▸ Supplied records
Content starts
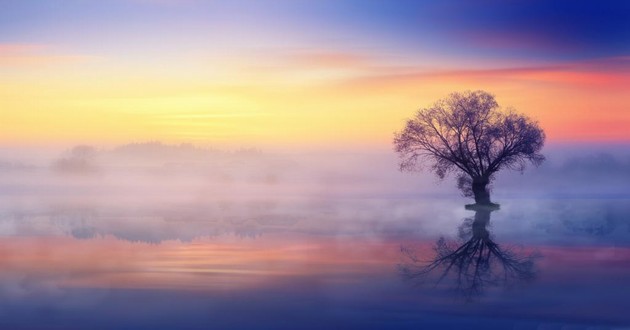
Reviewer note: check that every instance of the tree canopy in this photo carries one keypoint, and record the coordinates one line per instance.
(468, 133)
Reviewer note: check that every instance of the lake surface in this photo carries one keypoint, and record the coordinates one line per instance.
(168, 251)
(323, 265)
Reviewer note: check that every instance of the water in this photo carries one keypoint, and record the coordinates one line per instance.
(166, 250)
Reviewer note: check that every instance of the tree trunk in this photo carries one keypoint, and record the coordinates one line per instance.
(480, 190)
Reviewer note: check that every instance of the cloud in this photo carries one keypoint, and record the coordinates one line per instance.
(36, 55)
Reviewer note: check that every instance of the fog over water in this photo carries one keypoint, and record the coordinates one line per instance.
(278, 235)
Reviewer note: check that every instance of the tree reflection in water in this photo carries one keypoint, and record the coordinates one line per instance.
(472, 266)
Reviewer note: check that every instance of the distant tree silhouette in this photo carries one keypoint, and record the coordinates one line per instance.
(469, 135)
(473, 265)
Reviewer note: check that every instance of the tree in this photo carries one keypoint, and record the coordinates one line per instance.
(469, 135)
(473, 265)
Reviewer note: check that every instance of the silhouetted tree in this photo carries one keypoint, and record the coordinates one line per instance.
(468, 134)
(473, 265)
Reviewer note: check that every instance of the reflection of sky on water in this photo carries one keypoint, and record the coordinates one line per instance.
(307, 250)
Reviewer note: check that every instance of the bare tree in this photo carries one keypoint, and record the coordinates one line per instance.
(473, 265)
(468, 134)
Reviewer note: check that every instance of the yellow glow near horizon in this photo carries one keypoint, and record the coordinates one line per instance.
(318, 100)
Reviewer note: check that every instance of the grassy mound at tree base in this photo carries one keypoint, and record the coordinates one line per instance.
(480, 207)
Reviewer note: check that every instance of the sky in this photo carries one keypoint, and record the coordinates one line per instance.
Content ends
Leaving images out, please output every line of the data exactly.

Reviewer note: check that every instance of the tree canopy in this photo carries one keypoint, and record the coordinates one line per instance.
(468, 133)
Reviewer note: check that every instance of the lake surface in this photo carries one keypoint, and record the coordinates one line per instance.
(168, 251)
(323, 265)
Reviewer note: check that every instance of the water in this photo carries one keypoint, and record the coordinates one line per instance.
(166, 250)
Reviewer note: check that every instance of the tree trunk in this photo carries one keypoint, and record the coordinates one line per instance.
(480, 190)
Reviewer note: check that every instance of the cloud in this photo carries one keypoint, and record the coordinates one line per instance.
(36, 55)
Reviewer note: check that every instance of the fog over water in this photo carries one keypoint, and record the coordinates one line per instance.
(278, 235)
Reviewer note: check that every instance of the tree reflection in water in this photo carries one keypoint, and record the coordinates one line per instance.
(472, 266)
Reviewer note: check that every instance of the distant tree silhouette in this photo carries one keypoint, and record the coordinates one line per instance.
(469, 135)
(473, 265)
Reviewer note: check that every instance of the tree in this photo carries one keypoint, and record the coordinates one line per instance.
(469, 135)
(473, 265)
Reviewer note: check that every instance of the silhouetted tree in this photo carries one keypoint, and record the coordinates one line per instance.
(468, 134)
(473, 265)
Reviewer note: check that every instance of the reflection of sky on water in this photo carries one keypoint, and record the coordinates one line per instance.
(307, 250)
Reviewer note: check that every instance of the bare tree in this photo carries one keypoint, and record the coordinates one line per instance.
(473, 265)
(468, 134)
Reviewer note: check that every instance of the yellow glow near horizon in this photo carries one keypoint, and record the coordinates one line per instance.
(318, 100)
Reviewer note: check that every instance of the grassy mound at tree base in this photo carries one keypoint, and record the coordinates one line per instance.
(480, 207)
Reviewer note: check that every instance of the sky in this photo carries one keypoint, and record the coordinates one line per instance.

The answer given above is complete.